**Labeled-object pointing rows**
★ ★ ★ ★ ★
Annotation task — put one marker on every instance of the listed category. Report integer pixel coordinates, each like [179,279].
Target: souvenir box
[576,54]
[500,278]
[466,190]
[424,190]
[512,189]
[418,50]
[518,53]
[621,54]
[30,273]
★ ★ ★ ★ ★
**DIRECTIVE**
Please write out all the rows again, switching "souvenir box" to "gift box" and leaving everything else untouched.

**TASK OUTPUT**
Annotation task — put one marker on every instance of the listed category. Report integer pixel coordinates, each like [179,279].
Target: gift box
[576,54]
[500,278]
[466,190]
[424,190]
[512,189]
[418,50]
[518,53]
[621,54]
[30,273]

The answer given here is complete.